--- Start Data to process ---
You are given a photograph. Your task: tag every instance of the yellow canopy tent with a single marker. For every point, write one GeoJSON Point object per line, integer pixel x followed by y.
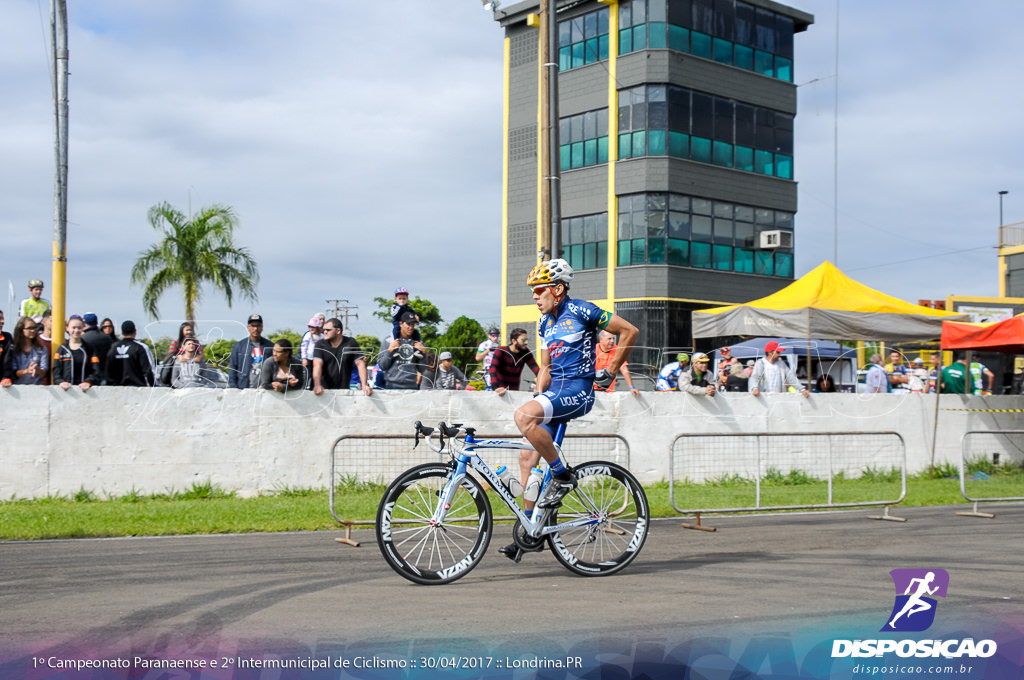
{"type": "Point", "coordinates": [825, 303]}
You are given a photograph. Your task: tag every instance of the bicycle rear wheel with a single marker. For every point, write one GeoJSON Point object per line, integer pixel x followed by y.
{"type": "Point", "coordinates": [417, 548]}
{"type": "Point", "coordinates": [604, 548]}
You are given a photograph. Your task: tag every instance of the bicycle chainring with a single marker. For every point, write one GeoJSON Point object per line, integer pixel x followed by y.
{"type": "Point", "coordinates": [525, 542]}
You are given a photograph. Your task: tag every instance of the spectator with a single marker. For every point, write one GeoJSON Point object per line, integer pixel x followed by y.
{"type": "Point", "coordinates": [897, 372]}
{"type": "Point", "coordinates": [74, 363]}
{"type": "Point", "coordinates": [401, 360]}
{"type": "Point", "coordinates": [507, 363]}
{"type": "Point", "coordinates": [286, 372]}
{"type": "Point", "coordinates": [187, 367]}
{"type": "Point", "coordinates": [309, 340]}
{"type": "Point", "coordinates": [953, 379]}
{"type": "Point", "coordinates": [916, 376]}
{"type": "Point", "coordinates": [98, 343]}
{"type": "Point", "coordinates": [445, 376]}
{"type": "Point", "coordinates": [877, 379]}
{"type": "Point", "coordinates": [771, 375]}
{"type": "Point", "coordinates": [46, 337]}
{"type": "Point", "coordinates": [334, 357]}
{"type": "Point", "coordinates": [6, 345]}
{"type": "Point", "coordinates": [668, 377]}
{"type": "Point", "coordinates": [399, 307]}
{"type": "Point", "coordinates": [935, 372]}
{"type": "Point", "coordinates": [108, 327]}
{"type": "Point", "coordinates": [724, 368]}
{"type": "Point", "coordinates": [484, 353]}
{"type": "Point", "coordinates": [824, 384]}
{"type": "Point", "coordinates": [29, 359]}
{"type": "Point", "coordinates": [35, 304]}
{"type": "Point", "coordinates": [977, 371]}
{"type": "Point", "coordinates": [186, 330]}
{"type": "Point", "coordinates": [129, 363]}
{"type": "Point", "coordinates": [604, 352]}
{"type": "Point", "coordinates": [736, 380]}
{"type": "Point", "coordinates": [246, 363]}
{"type": "Point", "coordinates": [697, 379]}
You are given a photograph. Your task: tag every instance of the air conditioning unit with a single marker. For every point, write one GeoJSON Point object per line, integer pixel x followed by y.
{"type": "Point", "coordinates": [776, 239]}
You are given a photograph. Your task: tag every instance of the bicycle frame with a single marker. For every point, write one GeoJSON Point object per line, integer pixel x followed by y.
{"type": "Point", "coordinates": [534, 523]}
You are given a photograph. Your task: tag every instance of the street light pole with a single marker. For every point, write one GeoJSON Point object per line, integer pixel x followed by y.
{"type": "Point", "coordinates": [58, 36]}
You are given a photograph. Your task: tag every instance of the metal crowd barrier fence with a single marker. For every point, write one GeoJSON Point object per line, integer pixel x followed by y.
{"type": "Point", "coordinates": [378, 459]}
{"type": "Point", "coordinates": [988, 445]}
{"type": "Point", "coordinates": [761, 471]}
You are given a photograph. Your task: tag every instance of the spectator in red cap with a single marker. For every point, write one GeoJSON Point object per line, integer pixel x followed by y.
{"type": "Point", "coordinates": [771, 375]}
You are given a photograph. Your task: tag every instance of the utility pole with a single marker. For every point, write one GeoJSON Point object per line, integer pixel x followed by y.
{"type": "Point", "coordinates": [58, 36]}
{"type": "Point", "coordinates": [341, 309]}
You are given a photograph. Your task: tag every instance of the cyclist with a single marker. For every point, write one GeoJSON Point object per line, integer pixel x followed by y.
{"type": "Point", "coordinates": [565, 384]}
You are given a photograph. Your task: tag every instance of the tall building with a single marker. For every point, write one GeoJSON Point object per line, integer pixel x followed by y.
{"type": "Point", "coordinates": [676, 125]}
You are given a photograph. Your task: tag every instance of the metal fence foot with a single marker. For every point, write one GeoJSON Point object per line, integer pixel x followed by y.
{"type": "Point", "coordinates": [348, 536]}
{"type": "Point", "coordinates": [975, 513]}
{"type": "Point", "coordinates": [698, 526]}
{"type": "Point", "coordinates": [885, 515]}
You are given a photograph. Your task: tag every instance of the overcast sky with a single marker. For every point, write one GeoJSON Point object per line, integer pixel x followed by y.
{"type": "Point", "coordinates": [359, 143]}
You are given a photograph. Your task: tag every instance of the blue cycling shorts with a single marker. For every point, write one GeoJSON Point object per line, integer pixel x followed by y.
{"type": "Point", "coordinates": [565, 400]}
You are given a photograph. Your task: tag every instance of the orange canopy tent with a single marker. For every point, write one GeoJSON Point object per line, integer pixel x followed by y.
{"type": "Point", "coordinates": [1005, 336]}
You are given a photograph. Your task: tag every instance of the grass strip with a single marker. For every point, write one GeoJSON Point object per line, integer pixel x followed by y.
{"type": "Point", "coordinates": [207, 509]}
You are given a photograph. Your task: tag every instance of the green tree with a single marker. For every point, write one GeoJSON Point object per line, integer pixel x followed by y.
{"type": "Point", "coordinates": [461, 338]}
{"type": "Point", "coordinates": [192, 252]}
{"type": "Point", "coordinates": [430, 316]}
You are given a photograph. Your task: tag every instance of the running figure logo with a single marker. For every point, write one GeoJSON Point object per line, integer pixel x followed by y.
{"type": "Point", "coordinates": [913, 609]}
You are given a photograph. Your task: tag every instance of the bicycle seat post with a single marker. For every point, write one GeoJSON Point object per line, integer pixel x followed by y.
{"type": "Point", "coordinates": [559, 433]}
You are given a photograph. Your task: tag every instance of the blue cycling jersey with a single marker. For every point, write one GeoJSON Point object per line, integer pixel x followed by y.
{"type": "Point", "coordinates": [570, 336]}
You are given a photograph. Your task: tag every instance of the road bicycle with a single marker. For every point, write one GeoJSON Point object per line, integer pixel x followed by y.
{"type": "Point", "coordinates": [434, 522]}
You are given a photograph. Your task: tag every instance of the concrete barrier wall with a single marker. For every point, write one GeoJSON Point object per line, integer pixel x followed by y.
{"type": "Point", "coordinates": [114, 439]}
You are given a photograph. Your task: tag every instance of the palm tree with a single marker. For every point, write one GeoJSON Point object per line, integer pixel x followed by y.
{"type": "Point", "coordinates": [192, 252]}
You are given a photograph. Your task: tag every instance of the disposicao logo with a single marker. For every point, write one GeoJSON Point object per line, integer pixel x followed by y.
{"type": "Point", "coordinates": [913, 610]}
{"type": "Point", "coordinates": [914, 607]}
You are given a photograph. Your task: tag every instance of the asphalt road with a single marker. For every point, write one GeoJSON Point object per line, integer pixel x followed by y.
{"type": "Point", "coordinates": [795, 576]}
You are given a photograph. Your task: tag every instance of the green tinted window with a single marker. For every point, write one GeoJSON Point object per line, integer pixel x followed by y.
{"type": "Point", "coordinates": [583, 40]}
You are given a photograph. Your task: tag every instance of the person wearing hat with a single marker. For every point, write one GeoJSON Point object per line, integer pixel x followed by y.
{"type": "Point", "coordinates": [604, 352]}
{"type": "Point", "coordinates": [771, 375]}
{"type": "Point", "coordinates": [246, 363]}
{"type": "Point", "coordinates": [445, 376]}
{"type": "Point", "coordinates": [97, 342]}
{"type": "Point", "coordinates": [399, 307]}
{"type": "Point", "coordinates": [309, 340]}
{"type": "Point", "coordinates": [668, 377]}
{"type": "Point", "coordinates": [507, 363]}
{"type": "Point", "coordinates": [698, 378]}
{"type": "Point", "coordinates": [35, 304]}
{"type": "Point", "coordinates": [402, 359]}
{"type": "Point", "coordinates": [485, 353]}
{"type": "Point", "coordinates": [129, 364]}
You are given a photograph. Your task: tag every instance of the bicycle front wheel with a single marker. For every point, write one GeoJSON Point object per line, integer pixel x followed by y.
{"type": "Point", "coordinates": [420, 549]}
{"type": "Point", "coordinates": [621, 505]}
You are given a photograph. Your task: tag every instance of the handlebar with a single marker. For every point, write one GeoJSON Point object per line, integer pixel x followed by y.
{"type": "Point", "coordinates": [442, 430]}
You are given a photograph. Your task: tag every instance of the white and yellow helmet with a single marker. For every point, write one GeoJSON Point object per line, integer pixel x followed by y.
{"type": "Point", "coordinates": [550, 272]}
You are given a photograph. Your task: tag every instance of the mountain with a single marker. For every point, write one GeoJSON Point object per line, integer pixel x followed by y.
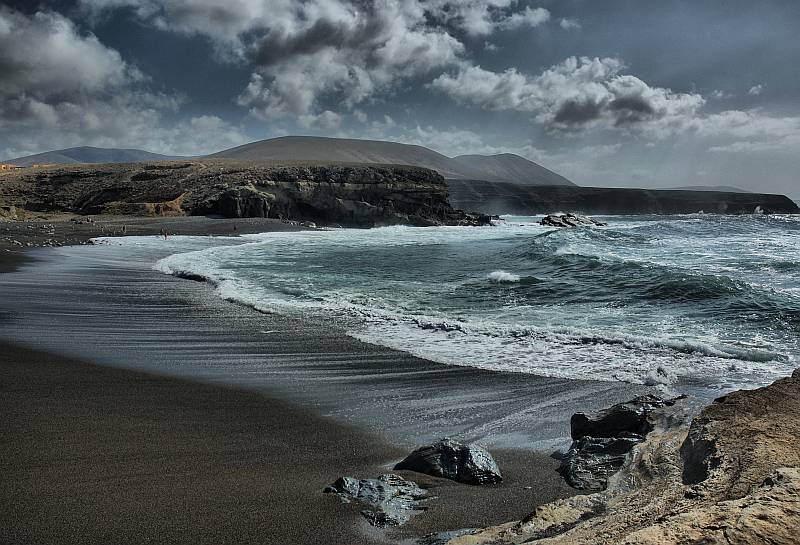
{"type": "Point", "coordinates": [87, 154]}
{"type": "Point", "coordinates": [507, 167]}
{"type": "Point", "coordinates": [724, 188]}
{"type": "Point", "coordinates": [504, 168]}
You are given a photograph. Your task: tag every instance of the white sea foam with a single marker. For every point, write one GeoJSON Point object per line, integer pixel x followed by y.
{"type": "Point", "coordinates": [344, 275]}
{"type": "Point", "coordinates": [503, 277]}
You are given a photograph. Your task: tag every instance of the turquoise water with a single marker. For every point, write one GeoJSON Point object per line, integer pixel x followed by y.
{"type": "Point", "coordinates": [705, 299]}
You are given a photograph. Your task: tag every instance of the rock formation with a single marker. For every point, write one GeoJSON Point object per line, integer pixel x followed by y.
{"type": "Point", "coordinates": [390, 499]}
{"type": "Point", "coordinates": [732, 477]}
{"type": "Point", "coordinates": [350, 195]}
{"type": "Point", "coordinates": [469, 464]}
{"type": "Point", "coordinates": [569, 220]}
{"type": "Point", "coordinates": [528, 200]}
{"type": "Point", "coordinates": [601, 442]}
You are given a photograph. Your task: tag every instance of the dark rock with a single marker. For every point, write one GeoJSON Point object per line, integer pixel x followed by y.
{"type": "Point", "coordinates": [590, 461]}
{"type": "Point", "coordinates": [469, 464]}
{"type": "Point", "coordinates": [351, 195]}
{"type": "Point", "coordinates": [629, 417]}
{"type": "Point", "coordinates": [529, 200]}
{"type": "Point", "coordinates": [569, 220]}
{"type": "Point", "coordinates": [601, 442]}
{"type": "Point", "coordinates": [392, 500]}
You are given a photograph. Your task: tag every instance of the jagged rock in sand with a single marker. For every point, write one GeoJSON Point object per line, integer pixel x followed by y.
{"type": "Point", "coordinates": [630, 417]}
{"type": "Point", "coordinates": [733, 477]}
{"type": "Point", "coordinates": [569, 220]}
{"type": "Point", "coordinates": [590, 461]}
{"type": "Point", "coordinates": [469, 464]}
{"type": "Point", "coordinates": [602, 441]}
{"type": "Point", "coordinates": [391, 500]}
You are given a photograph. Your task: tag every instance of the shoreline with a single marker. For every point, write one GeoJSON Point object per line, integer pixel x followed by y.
{"type": "Point", "coordinates": [531, 477]}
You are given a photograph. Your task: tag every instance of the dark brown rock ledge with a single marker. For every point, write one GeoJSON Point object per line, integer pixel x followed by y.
{"type": "Point", "coordinates": [731, 477]}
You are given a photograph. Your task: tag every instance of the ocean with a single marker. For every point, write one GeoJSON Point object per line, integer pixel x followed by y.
{"type": "Point", "coordinates": [670, 301]}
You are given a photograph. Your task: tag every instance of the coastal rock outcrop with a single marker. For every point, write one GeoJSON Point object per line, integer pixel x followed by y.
{"type": "Point", "coordinates": [469, 464]}
{"type": "Point", "coordinates": [390, 499]}
{"type": "Point", "coordinates": [350, 195]}
{"type": "Point", "coordinates": [601, 442]}
{"type": "Point", "coordinates": [630, 417]}
{"type": "Point", "coordinates": [569, 220]}
{"type": "Point", "coordinates": [731, 477]}
{"type": "Point", "coordinates": [529, 200]}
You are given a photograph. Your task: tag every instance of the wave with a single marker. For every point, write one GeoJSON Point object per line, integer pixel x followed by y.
{"type": "Point", "coordinates": [503, 277]}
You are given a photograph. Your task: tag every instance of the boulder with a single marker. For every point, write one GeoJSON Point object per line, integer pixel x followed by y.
{"type": "Point", "coordinates": [630, 417]}
{"type": "Point", "coordinates": [601, 442]}
{"type": "Point", "coordinates": [469, 464]}
{"type": "Point", "coordinates": [390, 499]}
{"type": "Point", "coordinates": [590, 461]}
{"type": "Point", "coordinates": [569, 220]}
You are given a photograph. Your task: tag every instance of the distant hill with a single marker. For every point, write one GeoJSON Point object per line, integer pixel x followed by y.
{"type": "Point", "coordinates": [504, 168]}
{"type": "Point", "coordinates": [527, 200]}
{"type": "Point", "coordinates": [89, 155]}
{"type": "Point", "coordinates": [512, 168]}
{"type": "Point", "coordinates": [723, 188]}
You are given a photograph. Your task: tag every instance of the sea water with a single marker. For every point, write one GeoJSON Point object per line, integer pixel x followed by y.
{"type": "Point", "coordinates": [662, 300]}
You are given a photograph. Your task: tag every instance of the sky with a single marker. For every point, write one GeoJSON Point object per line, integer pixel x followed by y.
{"type": "Point", "coordinates": [621, 93]}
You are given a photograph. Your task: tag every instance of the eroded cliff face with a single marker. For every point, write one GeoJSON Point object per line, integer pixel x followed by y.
{"type": "Point", "coordinates": [353, 195]}
{"type": "Point", "coordinates": [507, 198]}
{"type": "Point", "coordinates": [732, 477]}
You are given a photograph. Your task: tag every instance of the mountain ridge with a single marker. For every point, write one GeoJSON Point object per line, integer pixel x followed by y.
{"type": "Point", "coordinates": [89, 155]}
{"type": "Point", "coordinates": [505, 167]}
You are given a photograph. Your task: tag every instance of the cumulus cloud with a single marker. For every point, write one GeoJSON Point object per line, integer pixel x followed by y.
{"type": "Point", "coordinates": [569, 24]}
{"type": "Point", "coordinates": [61, 87]}
{"type": "Point", "coordinates": [342, 51]}
{"type": "Point", "coordinates": [45, 55]}
{"type": "Point", "coordinates": [753, 131]}
{"type": "Point", "coordinates": [576, 95]}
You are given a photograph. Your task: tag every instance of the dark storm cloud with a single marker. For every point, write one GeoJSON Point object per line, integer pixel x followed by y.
{"type": "Point", "coordinates": [277, 46]}
{"type": "Point", "coordinates": [699, 88]}
{"type": "Point", "coordinates": [577, 113]}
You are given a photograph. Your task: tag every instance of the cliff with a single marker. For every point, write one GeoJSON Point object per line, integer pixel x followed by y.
{"type": "Point", "coordinates": [353, 195]}
{"type": "Point", "coordinates": [505, 198]}
{"type": "Point", "coordinates": [731, 477]}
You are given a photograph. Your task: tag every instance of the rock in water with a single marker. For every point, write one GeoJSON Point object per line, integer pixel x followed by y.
{"type": "Point", "coordinates": [601, 442]}
{"type": "Point", "coordinates": [569, 220]}
{"type": "Point", "coordinates": [469, 464]}
{"type": "Point", "coordinates": [392, 500]}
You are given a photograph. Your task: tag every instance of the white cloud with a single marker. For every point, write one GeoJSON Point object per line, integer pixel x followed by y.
{"type": "Point", "coordinates": [576, 95]}
{"type": "Point", "coordinates": [310, 54]}
{"type": "Point", "coordinates": [61, 88]}
{"type": "Point", "coordinates": [45, 55]}
{"type": "Point", "coordinates": [569, 24]}
{"type": "Point", "coordinates": [529, 17]}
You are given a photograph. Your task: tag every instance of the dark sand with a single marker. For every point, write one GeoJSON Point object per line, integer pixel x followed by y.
{"type": "Point", "coordinates": [70, 230]}
{"type": "Point", "coordinates": [99, 455]}
{"type": "Point", "coordinates": [94, 454]}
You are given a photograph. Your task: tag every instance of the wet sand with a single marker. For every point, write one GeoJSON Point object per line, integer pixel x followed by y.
{"type": "Point", "coordinates": [97, 454]}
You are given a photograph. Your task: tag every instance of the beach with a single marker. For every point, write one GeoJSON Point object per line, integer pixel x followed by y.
{"type": "Point", "coordinates": [206, 421]}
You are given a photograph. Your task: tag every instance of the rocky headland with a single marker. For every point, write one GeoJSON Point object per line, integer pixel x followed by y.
{"type": "Point", "coordinates": [491, 197]}
{"type": "Point", "coordinates": [349, 195]}
{"type": "Point", "coordinates": [730, 475]}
--- End Data to process ---
Starting with the line that contains "the wet sand", return each line through the last one of the data above, exactly as written and nothing more.

You are given a photograph. Your task: tag every instance of the wet sand with a single marker. For every point, write one GeoJSON Point object per line, integer pixel x followed by y.
{"type": "Point", "coordinates": [97, 454]}
You are given a photograph. Your task: tag every instance of the beach with a single marker. For every point, write one GeoJSON Point object per line, integer pixel x followed by y.
{"type": "Point", "coordinates": [206, 421]}
You are given a photograph. Your task: tag every instance of the rocky headland with a single marker. For every point, write one GeoJSON Point object per line, integer pixel x followed by y.
{"type": "Point", "coordinates": [491, 197]}
{"type": "Point", "coordinates": [349, 195]}
{"type": "Point", "coordinates": [730, 475]}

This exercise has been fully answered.